RAW RECORDS:
— begin —
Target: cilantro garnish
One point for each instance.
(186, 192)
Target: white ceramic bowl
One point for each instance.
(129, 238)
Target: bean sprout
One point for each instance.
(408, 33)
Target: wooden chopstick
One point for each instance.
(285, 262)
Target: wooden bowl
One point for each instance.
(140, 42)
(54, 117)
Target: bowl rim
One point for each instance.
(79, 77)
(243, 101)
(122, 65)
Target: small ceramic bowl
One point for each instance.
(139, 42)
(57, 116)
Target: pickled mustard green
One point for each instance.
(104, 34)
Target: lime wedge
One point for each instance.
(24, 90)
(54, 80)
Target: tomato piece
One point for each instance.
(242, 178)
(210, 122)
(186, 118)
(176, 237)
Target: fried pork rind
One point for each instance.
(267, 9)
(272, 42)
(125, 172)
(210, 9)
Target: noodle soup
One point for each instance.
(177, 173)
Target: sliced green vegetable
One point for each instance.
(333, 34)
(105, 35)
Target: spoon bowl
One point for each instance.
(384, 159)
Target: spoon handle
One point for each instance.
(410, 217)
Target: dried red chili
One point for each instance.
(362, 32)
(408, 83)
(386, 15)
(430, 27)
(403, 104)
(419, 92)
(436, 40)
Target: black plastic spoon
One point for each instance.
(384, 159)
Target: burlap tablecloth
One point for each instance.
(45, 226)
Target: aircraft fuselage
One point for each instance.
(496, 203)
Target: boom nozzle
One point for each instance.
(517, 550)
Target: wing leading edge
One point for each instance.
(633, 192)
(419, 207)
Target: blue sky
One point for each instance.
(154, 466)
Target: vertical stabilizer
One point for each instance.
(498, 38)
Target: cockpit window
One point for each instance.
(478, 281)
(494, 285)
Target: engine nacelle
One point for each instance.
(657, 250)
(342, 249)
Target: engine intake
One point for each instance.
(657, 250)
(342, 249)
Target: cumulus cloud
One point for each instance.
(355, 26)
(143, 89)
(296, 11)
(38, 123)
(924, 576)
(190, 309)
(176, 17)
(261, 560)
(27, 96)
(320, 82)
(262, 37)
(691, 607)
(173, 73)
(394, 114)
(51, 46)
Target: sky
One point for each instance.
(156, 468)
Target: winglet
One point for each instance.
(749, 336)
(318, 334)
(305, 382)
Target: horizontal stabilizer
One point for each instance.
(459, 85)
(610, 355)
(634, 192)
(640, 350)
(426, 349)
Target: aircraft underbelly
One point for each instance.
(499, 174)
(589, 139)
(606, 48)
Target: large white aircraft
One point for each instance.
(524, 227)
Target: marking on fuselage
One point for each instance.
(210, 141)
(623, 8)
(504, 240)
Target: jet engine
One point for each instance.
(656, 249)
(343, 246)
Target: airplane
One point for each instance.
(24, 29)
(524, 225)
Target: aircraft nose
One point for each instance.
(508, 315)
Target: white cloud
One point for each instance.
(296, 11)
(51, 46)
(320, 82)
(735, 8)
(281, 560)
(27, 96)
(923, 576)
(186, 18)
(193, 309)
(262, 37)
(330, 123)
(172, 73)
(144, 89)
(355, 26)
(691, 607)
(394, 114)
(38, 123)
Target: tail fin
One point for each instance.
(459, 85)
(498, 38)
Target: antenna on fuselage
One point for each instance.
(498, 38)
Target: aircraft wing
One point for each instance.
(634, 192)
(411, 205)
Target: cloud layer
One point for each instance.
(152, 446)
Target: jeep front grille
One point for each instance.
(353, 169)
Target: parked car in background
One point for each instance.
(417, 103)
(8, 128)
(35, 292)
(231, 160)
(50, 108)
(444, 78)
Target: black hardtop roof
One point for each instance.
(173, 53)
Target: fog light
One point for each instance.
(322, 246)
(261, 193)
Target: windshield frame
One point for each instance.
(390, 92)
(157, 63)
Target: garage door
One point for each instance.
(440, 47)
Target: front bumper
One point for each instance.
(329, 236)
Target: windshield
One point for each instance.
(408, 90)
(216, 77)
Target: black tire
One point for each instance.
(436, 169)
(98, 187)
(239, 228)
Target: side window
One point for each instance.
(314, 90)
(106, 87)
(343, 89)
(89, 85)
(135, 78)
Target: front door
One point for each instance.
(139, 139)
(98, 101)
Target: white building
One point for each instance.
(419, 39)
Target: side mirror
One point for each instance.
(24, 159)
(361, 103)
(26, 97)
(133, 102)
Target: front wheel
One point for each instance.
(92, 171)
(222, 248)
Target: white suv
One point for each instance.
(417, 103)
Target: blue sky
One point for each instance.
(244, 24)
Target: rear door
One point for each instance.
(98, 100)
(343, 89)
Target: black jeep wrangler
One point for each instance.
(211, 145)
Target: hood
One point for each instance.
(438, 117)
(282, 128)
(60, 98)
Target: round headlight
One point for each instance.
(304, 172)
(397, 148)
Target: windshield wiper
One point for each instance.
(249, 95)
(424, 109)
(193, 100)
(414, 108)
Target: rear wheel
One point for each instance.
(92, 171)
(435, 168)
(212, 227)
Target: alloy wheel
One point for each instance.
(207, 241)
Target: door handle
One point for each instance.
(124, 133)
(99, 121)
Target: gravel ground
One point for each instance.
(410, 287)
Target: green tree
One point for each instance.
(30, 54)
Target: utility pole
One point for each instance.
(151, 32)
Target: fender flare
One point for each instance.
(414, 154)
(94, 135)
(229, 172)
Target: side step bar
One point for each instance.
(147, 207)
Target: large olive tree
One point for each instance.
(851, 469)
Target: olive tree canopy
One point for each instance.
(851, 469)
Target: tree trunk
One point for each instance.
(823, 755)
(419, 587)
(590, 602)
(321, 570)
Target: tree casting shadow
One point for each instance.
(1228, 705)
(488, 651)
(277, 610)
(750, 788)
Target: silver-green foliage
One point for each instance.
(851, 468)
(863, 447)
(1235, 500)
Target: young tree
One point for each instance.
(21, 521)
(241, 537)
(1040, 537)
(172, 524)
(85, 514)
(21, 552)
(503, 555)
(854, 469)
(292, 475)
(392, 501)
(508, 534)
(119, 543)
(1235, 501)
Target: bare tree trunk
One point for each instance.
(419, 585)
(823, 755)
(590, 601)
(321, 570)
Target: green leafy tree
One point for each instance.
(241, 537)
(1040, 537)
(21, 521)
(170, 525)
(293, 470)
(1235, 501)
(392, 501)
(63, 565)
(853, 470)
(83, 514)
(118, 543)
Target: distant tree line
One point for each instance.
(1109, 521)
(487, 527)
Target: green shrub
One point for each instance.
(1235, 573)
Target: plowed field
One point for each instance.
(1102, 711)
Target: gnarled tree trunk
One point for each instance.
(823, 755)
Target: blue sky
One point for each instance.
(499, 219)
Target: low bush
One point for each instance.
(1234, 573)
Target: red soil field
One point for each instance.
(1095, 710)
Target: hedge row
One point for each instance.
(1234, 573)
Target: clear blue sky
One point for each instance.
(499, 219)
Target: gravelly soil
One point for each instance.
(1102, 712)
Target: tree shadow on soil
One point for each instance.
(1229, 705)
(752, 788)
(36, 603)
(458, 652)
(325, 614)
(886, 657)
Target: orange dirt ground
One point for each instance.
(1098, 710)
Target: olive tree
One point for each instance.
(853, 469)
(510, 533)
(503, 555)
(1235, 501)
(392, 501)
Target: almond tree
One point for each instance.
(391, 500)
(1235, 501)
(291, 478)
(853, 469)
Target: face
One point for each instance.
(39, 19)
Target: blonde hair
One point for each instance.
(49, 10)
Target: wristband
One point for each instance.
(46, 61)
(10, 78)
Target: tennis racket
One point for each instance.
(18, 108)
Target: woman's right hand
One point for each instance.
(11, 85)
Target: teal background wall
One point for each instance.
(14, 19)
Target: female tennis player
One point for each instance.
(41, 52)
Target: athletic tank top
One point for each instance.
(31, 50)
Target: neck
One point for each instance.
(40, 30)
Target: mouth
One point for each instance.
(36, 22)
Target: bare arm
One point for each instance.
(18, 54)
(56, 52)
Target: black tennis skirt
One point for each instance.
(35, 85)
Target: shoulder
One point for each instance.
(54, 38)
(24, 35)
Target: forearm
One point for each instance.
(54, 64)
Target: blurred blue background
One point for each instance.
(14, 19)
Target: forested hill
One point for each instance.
— end —
Rewrite the entries starting at the line that contains "Target: rear wheel" and ending at the line that contains "(1095, 710)", swapping "plowed" for "tilled" and leaving everything else as it is.

Target: rear wheel
One point for each instance.
(92, 171)
(435, 168)
(212, 227)
Target: alloy wheel
One point for each instance.
(207, 241)
Target: door handle
One point for each instance.
(124, 133)
(99, 121)
Target: gravel ground
One point for each instance.
(410, 287)
Target: green tree
One point for each instance.
(30, 54)
Target: utility pole
One point for each instance.
(151, 32)
Target: fender flare
One point for each instance.
(414, 154)
(94, 135)
(229, 172)
Target: side step bar
One point for each instance.
(147, 207)
Target: large olive tree
One point for each instance.
(851, 469)
Target: olive tree canopy
One point for each instance.
(851, 469)
Target: tree trunk
One point for each instance.
(823, 755)
(419, 587)
(590, 602)
(321, 570)
Target: tree casting shadow
One point for each instance.
(1228, 705)
(488, 651)
(277, 610)
(750, 788)
Target: silver-green foliage
One point for each instance.
(851, 468)
(863, 447)
(1235, 500)
Target: young tree
One point for each instance.
(21, 521)
(241, 537)
(1040, 537)
(172, 524)
(85, 514)
(21, 552)
(503, 555)
(854, 469)
(292, 475)
(392, 501)
(508, 534)
(119, 543)
(1235, 501)
Target: bare tree trunk
One point for each instance.
(419, 585)
(823, 755)
(590, 601)
(321, 570)
Target: green leafy tree
One point for each instance.
(241, 537)
(1040, 537)
(21, 521)
(170, 525)
(293, 470)
(1235, 501)
(392, 501)
(63, 565)
(853, 470)
(83, 514)
(118, 543)
Target: distant tree line
One point for each instance.
(1109, 521)
(487, 527)
Target: green shrub
One point for each instance.
(1235, 573)
Target: tilled field
One point for each instance.
(1102, 711)
Target: gnarled tree trunk
One point for each instance.
(823, 755)
Target: blue sky
One point for each instance.
(499, 219)
Target: low bush
One point for each instance.
(1234, 573)
Target: red soil field
One point for each instance.
(1095, 710)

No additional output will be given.